• _Written exercise_: Turn the data below into a JSON array of strings, one string per line and no blank lines. Leave the pictures out.

• _Raw data_:

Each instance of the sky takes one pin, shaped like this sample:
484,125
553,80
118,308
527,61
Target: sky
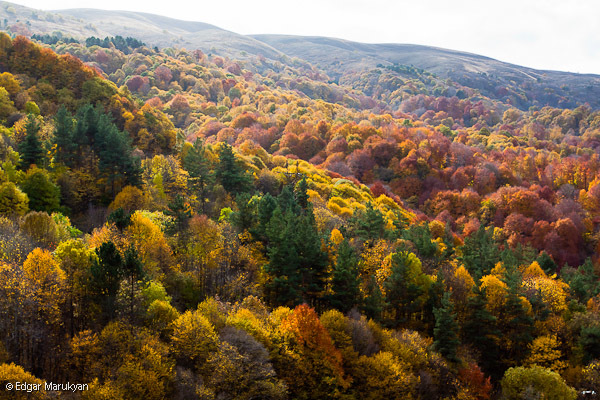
544,34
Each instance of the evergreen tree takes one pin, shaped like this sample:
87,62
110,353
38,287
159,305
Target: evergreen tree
198,167
373,303
345,280
446,329
368,225
31,147
517,326
230,173
297,264
120,218
133,271
245,217
266,207
420,235
402,290
584,282
301,194
181,212
480,330
283,264
64,137
480,253
43,194
106,273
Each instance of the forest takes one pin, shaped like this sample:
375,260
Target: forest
179,225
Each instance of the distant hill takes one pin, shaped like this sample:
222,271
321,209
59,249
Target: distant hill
495,79
345,62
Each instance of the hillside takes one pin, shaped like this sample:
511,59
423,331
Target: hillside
343,61
178,223
495,79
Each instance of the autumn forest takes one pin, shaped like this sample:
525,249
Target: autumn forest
176,224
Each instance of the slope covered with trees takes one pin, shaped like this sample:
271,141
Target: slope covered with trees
180,225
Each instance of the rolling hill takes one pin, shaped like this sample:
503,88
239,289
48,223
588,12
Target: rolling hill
343,61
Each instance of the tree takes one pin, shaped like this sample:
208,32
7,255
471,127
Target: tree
42,193
406,287
230,173
367,225
521,382
193,339
345,279
107,272
446,329
31,147
199,168
480,253
481,332
180,211
133,272
12,200
64,137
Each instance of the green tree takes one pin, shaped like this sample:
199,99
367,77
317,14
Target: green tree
42,193
12,200
64,137
367,225
480,253
374,302
31,147
106,273
445,332
199,169
480,330
406,287
345,279
535,382
230,173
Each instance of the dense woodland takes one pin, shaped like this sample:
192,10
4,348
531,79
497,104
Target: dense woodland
179,225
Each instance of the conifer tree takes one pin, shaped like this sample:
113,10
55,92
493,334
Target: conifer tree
230,173
517,326
198,167
373,303
107,272
446,329
480,253
64,137
31,147
133,271
480,330
345,280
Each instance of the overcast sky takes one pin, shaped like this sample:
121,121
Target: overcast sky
546,34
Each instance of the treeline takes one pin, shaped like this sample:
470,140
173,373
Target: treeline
126,45
274,246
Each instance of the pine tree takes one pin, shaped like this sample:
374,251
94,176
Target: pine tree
345,280
230,173
480,253
480,330
301,194
373,303
368,225
133,271
107,272
266,207
31,147
64,137
198,167
181,212
446,329
517,325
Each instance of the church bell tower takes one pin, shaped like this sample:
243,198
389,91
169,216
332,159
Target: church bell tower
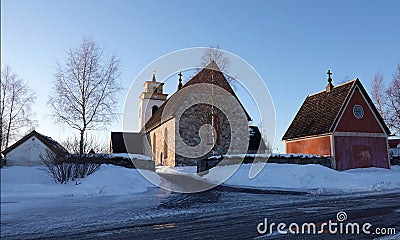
150,100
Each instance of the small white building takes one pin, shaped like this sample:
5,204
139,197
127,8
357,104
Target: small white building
27,151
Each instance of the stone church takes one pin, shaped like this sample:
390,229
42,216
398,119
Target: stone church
204,117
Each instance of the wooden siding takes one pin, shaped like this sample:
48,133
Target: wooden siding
359,152
316,145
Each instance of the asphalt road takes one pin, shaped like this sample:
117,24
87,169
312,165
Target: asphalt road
223,213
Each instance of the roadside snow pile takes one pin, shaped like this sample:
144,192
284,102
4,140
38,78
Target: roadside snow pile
177,170
129,156
108,180
264,155
309,178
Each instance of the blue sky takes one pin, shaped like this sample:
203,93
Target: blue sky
290,43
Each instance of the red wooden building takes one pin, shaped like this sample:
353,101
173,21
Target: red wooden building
341,122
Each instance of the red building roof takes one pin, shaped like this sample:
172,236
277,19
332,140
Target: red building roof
393,143
320,112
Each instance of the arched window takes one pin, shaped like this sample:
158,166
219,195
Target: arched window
154,109
217,127
165,143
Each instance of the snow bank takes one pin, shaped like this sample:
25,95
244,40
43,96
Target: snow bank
264,155
129,156
177,170
108,180
123,155
310,178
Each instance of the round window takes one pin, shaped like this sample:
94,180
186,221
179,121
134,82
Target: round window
358,111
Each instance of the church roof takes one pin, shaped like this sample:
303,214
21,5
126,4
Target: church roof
204,76
320,112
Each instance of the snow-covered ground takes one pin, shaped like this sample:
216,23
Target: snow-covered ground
309,178
177,170
107,181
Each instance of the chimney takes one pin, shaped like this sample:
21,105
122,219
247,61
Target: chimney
330,86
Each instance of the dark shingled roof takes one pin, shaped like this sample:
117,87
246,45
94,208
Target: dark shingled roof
204,76
320,112
48,141
126,142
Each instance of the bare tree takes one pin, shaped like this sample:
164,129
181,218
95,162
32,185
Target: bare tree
85,89
91,143
16,100
393,102
378,92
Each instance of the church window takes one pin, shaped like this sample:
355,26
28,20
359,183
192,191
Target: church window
165,143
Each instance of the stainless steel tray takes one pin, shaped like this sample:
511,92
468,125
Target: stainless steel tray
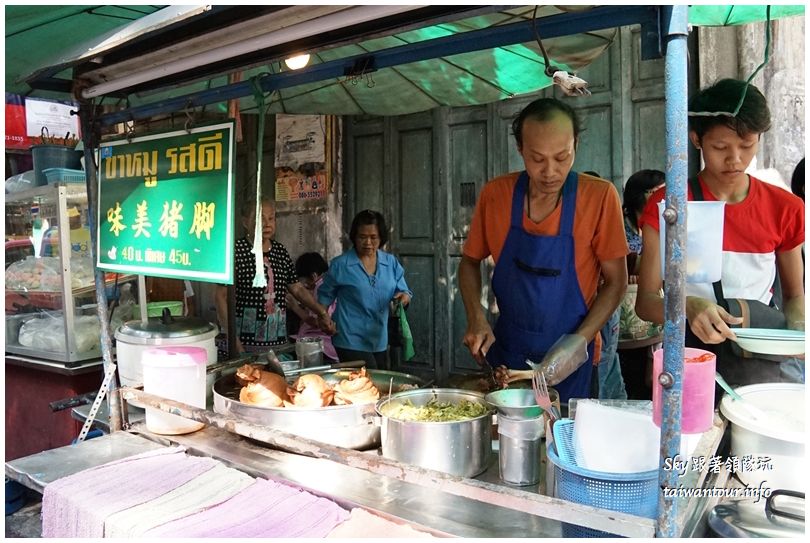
348,426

• _Written solution_:
[
  "Each instance of the sky takes one pin, shaped like this sample:",
  "484,125",
  "553,80",
  "118,308",
  "527,61",
  "Target: sky",
  "544,34",
  "Each instance of the evergreen tree takes one pin, shaped like this sample:",
  "87,62",
  "110,353",
  "38,287",
  "159,305",
  "Target: evergreen tree",
  "198,167",
  "373,303",
  "345,280",
  "446,329",
  "368,225",
  "31,147",
  "517,326",
  "230,173",
  "297,264",
  "120,218",
  "133,271",
  "245,217",
  "266,207",
  "420,235",
  "402,290",
  "584,282",
  "301,194",
  "181,212",
  "480,330",
  "283,264",
  "64,137",
  "480,253",
  "43,194",
  "106,273",
  "Each instance of the forest takes one pin, shaped like this sample:",
  "375,260",
  "Target: forest",
  "179,225",
  "Each instance of the distant hill takes one pin, shaped like this sample:",
  "222,271",
  "321,209",
  "59,249",
  "Target: distant hill",
  "495,79",
  "345,62",
  "Each instance of the hillside takes one pin, shaped like this sample:",
  "511,59",
  "423,331",
  "Target: hillside",
  "343,61",
  "178,223",
  "495,79",
  "Each instance of the autumn forest takes one pin, shaped like this sample:",
  "525,249",
  "Target: autumn forest",
  "176,224",
  "Each instance of the slope covered with trees takes one pin, shaped like this sample:",
  "271,141",
  "Target: slope covered with trees",
  "180,225",
  "Each instance of the rolling hill takes one pin, shaped like this sample:",
  "503,88",
  "239,289",
  "48,223",
  "588,12",
  "Target: rolling hill",
  "343,61",
  "Each instance of the tree takes one pin, shaped like this sample:",
  "208,32",
  "7,255",
  "471,127",
  "Target: tree",
  "42,193",
  "406,287",
  "230,173",
  "367,225",
  "521,382",
  "193,339",
  "345,279",
  "107,272",
  "446,329",
  "31,147",
  "199,168",
  "480,253",
  "481,332",
  "180,211",
  "133,272",
  "12,200",
  "64,137",
  "Each instance of the green tree takes one pin, shaped like this sample:",
  "199,99",
  "367,77",
  "317,14",
  "Target: green tree",
  "42,193",
  "12,200",
  "64,137",
  "367,225",
  "480,253",
  "374,302",
  "31,147",
  "106,273",
  "445,332",
  "199,169",
  "480,330",
  "406,287",
  "345,279",
  "535,382",
  "230,173",
  "Each instance of the dense woodland takes one pin, shaped like this sample:",
  "192,10",
  "4,348",
  "531,79",
  "497,104",
  "Target: dense woodland",
  "179,225",
  "Each instance of the conifer tree takes one pin, shaped like this sample:",
  "113,10",
  "55,92",
  "493,334",
  "Target: conifer tree",
  "230,173",
  "517,326",
  "198,167",
  "373,303",
  "107,272",
  "446,329",
  "480,253",
  "64,137",
  "31,147",
  "133,271",
  "480,330",
  "345,280",
  "Each instance of the overcast sky takes one pin, shaped like this sample:",
  "121,121",
  "Target: overcast sky",
  "546,34",
  "Each instance of the treeline takes one pin, shaped like this sample:",
  "470,140",
  "173,373",
  "Target: treeline",
  "126,45",
  "274,246",
  "Each instance of the pine tree takes one pin, shaped like this sample:",
  "374,251",
  "94,176",
  "Target: pine tree",
  "345,280",
  "230,173",
  "480,253",
  "480,330",
  "301,194",
  "373,303",
  "368,225",
  "133,271",
  "107,272",
  "266,207",
  "31,147",
  "64,137",
  "198,167",
  "181,212",
  "446,329",
  "517,325",
  "Each instance of the church bell tower takes one pin, shaped like this sample:",
  "243,198",
  "389,91",
  "169,216",
  "332,159",
  "Target: church bell tower",
  "150,100",
  "Each instance of the small white building takes one pin, shaped like this sample:",
  "5,204",
  "139,197",
  "127,8",
  "357,104",
  "Target: small white building",
  "27,151",
  "Each instance of the stone church takes one pin, shaped like this sample:",
  "390,229",
  "42,216",
  "398,119",
  "Target: stone church",
  "204,117",
  "Each instance of the wooden siding takes one pin, shaped like this sample:",
  "48,133",
  "Target: wooden siding",
  "359,152",
  "316,145",
  "Each instance of the asphalt road takes one pin, shaped like this sample:",
  "117,24",
  "87,169",
  "312,165",
  "Target: asphalt road",
  "223,213",
  "Each instance of the roadside snow pile takes one pin, shaped like this sample:",
  "144,192",
  "284,102",
  "4,140",
  "38,78",
  "Target: roadside snow pile",
  "177,170",
  "129,156",
  "108,180",
  "264,155",
  "309,178",
  "Each instance of the blue sky takes one pin, shaped like this sample:",
  "203,93",
  "Target: blue sky",
  "290,43",
  "Each instance of the red wooden building takes one pin, shaped like this sample:",
  "353,101",
  "173,21",
  "Target: red wooden building",
  "341,122",
  "Each instance of the red building roof takes one pin, shaped like this sample:",
  "172,236",
  "277,19",
  "332,140",
  "Target: red building roof",
  "393,143",
  "320,112",
  "Each instance of the arched window takes one pin, shaped like this sample:",
  "158,166",
  "219,195",
  "Target: arched window",
  "154,109",
  "217,127",
  "165,143",
  "Each instance of the snow bank takes one pin, shaped like this sample:",
  "25,95",
  "244,40",
  "43,96",
  "Target: snow bank",
  "264,155",
  "129,156",
  "177,170",
  "108,180",
  "123,155",
  "310,178",
  "Each instance of the round window takes one pin, shaped like this sample:",
  "94,180",
  "186,221",
  "179,121",
  "134,82",
  "Target: round window",
  "358,111",
  "Each instance of the church roof takes one pin, shaped like this sample:",
  "303,214",
  "21,5",
  "126,4",
  "Target: church roof",
  "204,76",
  "320,112",
  "Each instance of the snow-covered ground takes one pin, shaped like this sample:",
  "216,23",
  "Target: snow-covered ground",
  "309,178",
  "177,170",
  "107,181",
  "Each instance of the chimney takes one pin, shaped like this sample:",
  "21,105",
  "122,219",
  "247,61",
  "Target: chimney",
  "330,86",
  "Each instance of the dark shingled roof takes one pin, shaped like this sample:",
  "117,87",
  "246,45",
  "94,208",
  "Target: dark shingled roof",
  "204,76",
  "320,112",
  "48,141",
  "126,142",
  "Each instance of the bare tree takes one pin, shaped like this sample:",
  "164,129",
  "181,218",
  "95,162",
  "32,185",
  "Target: bare tree",
  "85,89",
  "91,143",
  "16,100",
  "393,102",
  "378,92",
  "Each instance of the church window takes one pin, shaped like this sample:",
  "355,26",
  "28,20",
  "359,183",
  "192,191",
  "Target: church window",
  "165,143",
  "Each instance of the stainless steel tray takes one pin, shaped like this sample:",
  "511,92",
  "468,125",
  "Target: stainless steel tray",
  "348,426"
]